DESCRIPTION OF THE TASK
All lines holding the string "wall" should be copied from the data below.

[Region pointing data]

== Segment start ==

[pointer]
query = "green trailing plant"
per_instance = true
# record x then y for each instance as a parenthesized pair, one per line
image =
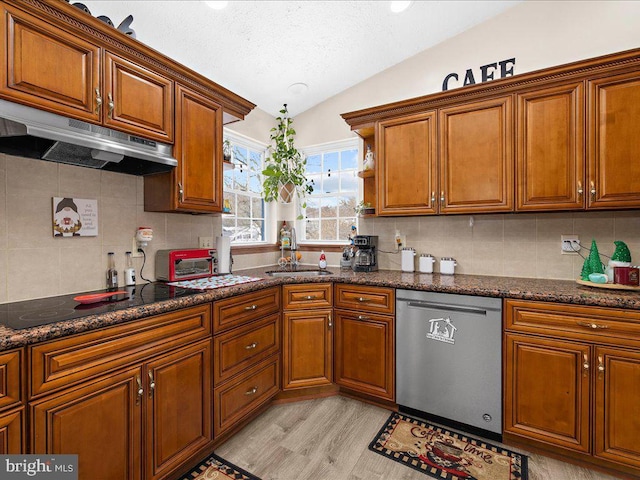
(286, 166)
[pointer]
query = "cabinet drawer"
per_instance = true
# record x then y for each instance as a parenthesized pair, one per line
(60, 363)
(11, 380)
(239, 397)
(318, 295)
(365, 298)
(244, 346)
(582, 322)
(244, 308)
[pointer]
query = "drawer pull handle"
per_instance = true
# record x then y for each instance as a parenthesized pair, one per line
(140, 389)
(152, 384)
(253, 391)
(600, 365)
(585, 364)
(593, 326)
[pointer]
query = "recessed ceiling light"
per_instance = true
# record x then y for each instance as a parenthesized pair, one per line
(298, 88)
(218, 5)
(397, 7)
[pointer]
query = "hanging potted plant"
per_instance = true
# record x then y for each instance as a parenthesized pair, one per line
(284, 175)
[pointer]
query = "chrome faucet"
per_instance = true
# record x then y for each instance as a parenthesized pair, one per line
(294, 249)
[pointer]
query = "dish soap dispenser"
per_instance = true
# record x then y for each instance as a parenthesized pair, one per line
(322, 263)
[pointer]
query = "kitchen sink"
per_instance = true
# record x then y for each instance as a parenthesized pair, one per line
(298, 273)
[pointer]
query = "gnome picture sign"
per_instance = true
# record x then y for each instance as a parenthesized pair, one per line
(75, 217)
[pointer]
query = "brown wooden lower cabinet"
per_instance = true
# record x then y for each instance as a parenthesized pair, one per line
(572, 380)
(307, 349)
(12, 438)
(364, 353)
(141, 422)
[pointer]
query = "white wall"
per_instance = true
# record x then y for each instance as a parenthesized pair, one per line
(538, 34)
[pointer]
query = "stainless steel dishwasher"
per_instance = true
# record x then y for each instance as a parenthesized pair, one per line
(449, 357)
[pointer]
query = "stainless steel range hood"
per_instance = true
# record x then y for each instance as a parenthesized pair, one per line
(33, 133)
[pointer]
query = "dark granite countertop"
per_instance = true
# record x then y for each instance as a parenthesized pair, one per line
(559, 291)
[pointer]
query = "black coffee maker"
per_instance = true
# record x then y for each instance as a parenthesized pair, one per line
(366, 256)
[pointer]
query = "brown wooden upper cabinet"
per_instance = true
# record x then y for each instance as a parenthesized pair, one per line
(476, 157)
(550, 156)
(614, 123)
(196, 184)
(406, 171)
(50, 68)
(138, 100)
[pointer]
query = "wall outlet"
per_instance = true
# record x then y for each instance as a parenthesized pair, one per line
(570, 244)
(134, 249)
(205, 242)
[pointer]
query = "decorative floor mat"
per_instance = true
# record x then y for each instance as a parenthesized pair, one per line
(215, 467)
(445, 454)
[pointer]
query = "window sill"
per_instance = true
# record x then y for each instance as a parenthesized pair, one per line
(247, 249)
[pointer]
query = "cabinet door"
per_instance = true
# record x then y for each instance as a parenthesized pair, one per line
(550, 149)
(547, 385)
(308, 349)
(364, 353)
(179, 411)
(199, 152)
(617, 421)
(137, 100)
(47, 67)
(100, 422)
(614, 123)
(12, 434)
(406, 176)
(476, 157)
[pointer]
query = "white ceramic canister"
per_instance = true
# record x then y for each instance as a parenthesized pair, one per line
(447, 265)
(425, 263)
(407, 262)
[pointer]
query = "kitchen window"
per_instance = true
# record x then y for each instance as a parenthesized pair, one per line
(244, 214)
(330, 211)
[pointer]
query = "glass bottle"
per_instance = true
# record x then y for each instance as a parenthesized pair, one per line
(112, 273)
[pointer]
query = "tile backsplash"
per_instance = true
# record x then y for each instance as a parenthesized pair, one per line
(34, 264)
(518, 245)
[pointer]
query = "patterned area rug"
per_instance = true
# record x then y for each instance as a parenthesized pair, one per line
(218, 468)
(446, 455)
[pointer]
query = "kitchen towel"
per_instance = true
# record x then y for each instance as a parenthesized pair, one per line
(223, 248)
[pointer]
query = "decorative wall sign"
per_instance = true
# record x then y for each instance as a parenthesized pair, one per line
(75, 217)
(487, 72)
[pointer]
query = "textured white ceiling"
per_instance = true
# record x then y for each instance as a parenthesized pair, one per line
(258, 48)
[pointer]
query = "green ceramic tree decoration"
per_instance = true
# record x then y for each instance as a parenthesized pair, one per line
(594, 259)
(622, 253)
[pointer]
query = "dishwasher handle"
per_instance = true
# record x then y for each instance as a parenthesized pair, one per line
(449, 308)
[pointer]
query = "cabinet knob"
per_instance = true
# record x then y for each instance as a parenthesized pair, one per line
(152, 384)
(98, 100)
(111, 105)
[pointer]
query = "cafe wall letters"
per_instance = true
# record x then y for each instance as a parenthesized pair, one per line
(484, 73)
(75, 217)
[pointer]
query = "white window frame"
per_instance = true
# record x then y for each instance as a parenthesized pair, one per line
(254, 145)
(324, 148)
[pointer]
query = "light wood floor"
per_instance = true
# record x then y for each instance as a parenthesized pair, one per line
(327, 439)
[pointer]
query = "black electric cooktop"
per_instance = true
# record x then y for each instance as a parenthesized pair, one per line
(42, 311)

== Segment end ==

SOLVED EXERCISE
query = "white wall"
query = "wall outlet"
query = "decorative wall sign"
query = "cafe wall letters"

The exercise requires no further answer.